- _Document text_:
On the Nativity Fast

 

In the beginning, God created the heavens and the earth. The earth was without form and void, and darkness was upon the face of the deep; and the Spirit of God was moving over the face of the waters. And God said “Let there be light”; and there was light. (Genesis 1:1–3)

Unlike our American culture, which celebrates from now until Christmas, with celebrations ending promptly on December 26, the Orthodox Church celebrates the Nativity throughout the year. Our joyful part of the celebration in this season is supposed to be from December 25 through January 7. November 15 through December 24 is a period of fasting and reflective preparation. The focus is neither shopping nor decorating, but meditating on the awesome miracle of the Son of God taking on flesh and becoming one of us. This is why we call the holiday either the Nativity (to commemorate an historical event) or the Incarnation (to recognize the spiritual significance of the Nativity). Each day of the forty days, we examine the scriptures of the Nativity. My hope is that we’ll take this journey together in a prayerful and purposeful way.

Why did God send His Son to be among us? To answer this question, we go back to “the beginning.”

In order to believe in God, one has to first believe that God created us—someone greater than us created us. Whether one interprets Genesis 1 as seven literal days or not (most Orthodox theologians affirm that the seven-day creation is an allegory), or whether one believes that God created everything, or that He created the first thing and a chain-reaction of evolutionary outgrowth was the result, the most important verses of Genesis 1 are the first three: In the beginning, God created the heavens and the earth. In the beginning, there was God, there was nothing else but God. And God created everything from nothing. God, however, is not created, but existed from the beginning.

In order to believe in Christ, one has to believe that He too, existed from the beginning. Genesis 1:1–3 reveals all three persons of the Holy Trinity, present and working together for the creation of the world. In the beginning God (the Father) created the heavens and the earth. The Spirit (Holy Spirit) of God was moving over the face of the waters. And God said (the voice of God is God the Son), “Let there be light.”

After the creation of the Light, God (in Trinity) created the heavens, the earth, the moon, sun, and stars, the plants, and the animals. At every stage of the creation, God looked upon what He created “and saw that it was good. (Gen. 1: 4, 12, 18, 25).”

- _Extracted data_:
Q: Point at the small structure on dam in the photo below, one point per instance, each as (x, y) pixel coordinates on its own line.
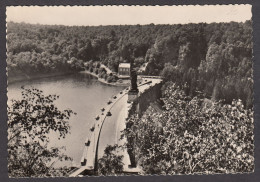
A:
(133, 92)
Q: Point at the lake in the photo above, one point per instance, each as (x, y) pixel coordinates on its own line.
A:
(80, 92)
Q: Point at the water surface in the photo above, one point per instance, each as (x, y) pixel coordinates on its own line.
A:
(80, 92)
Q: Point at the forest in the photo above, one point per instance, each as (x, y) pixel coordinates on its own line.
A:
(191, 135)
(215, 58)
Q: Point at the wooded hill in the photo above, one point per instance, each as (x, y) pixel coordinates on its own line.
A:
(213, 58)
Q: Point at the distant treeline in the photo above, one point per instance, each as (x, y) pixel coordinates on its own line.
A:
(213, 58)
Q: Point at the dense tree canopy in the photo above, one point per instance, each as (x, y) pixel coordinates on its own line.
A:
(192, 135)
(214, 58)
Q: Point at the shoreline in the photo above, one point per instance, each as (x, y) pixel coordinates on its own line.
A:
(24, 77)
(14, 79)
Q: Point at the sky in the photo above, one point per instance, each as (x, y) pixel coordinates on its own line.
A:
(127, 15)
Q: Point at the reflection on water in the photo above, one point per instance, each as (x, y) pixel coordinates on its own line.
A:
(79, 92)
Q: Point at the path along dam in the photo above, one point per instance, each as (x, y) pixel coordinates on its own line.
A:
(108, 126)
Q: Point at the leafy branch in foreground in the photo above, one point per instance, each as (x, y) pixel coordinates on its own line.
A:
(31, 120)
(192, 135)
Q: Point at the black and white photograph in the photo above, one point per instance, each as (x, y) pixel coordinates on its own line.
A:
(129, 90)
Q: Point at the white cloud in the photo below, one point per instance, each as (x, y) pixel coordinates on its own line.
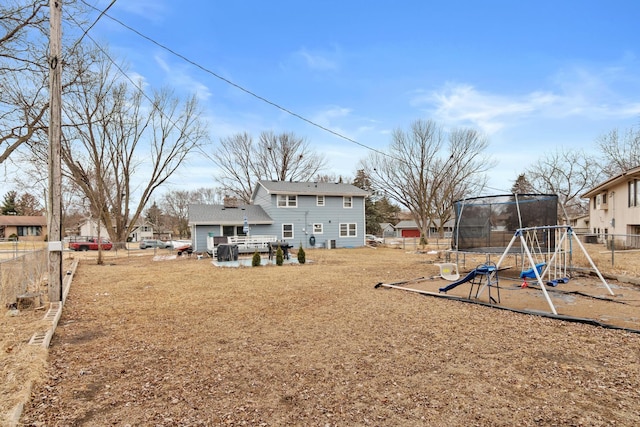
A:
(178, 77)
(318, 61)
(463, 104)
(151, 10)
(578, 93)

- _Problems to solve_:
(A) From the Nativity Fast piece, write out the part that opens with the words containing "In order to believe in God, one" and closes with "but existed from the beginning.".
(B) In the Nativity Fast piece, what dates does the period of fasting and reflective preparation cover?
The listing is separate from the Nativity Fast piece.

- _Answers for the tasks_:
(A)
In order to believe in God, one has to first believe that God created us—someone greater than us created us. Whether one interprets Genesis 1 as seven literal days or not (most Orthodox theologians affirm that the seven-day creation is an allegory), or whether one believes that God created everything, or that He created the first thing and a chain-reaction of evolutionary outgrowth was the result, the most important verses of Genesis 1 are the first three: In the beginning, God created the heavens and the earth. In the beginning, there was God, there was nothing else but God. And God created everything from nothing. God, however, is not created, but existed from the beginning.

(B) November 15 through December 24.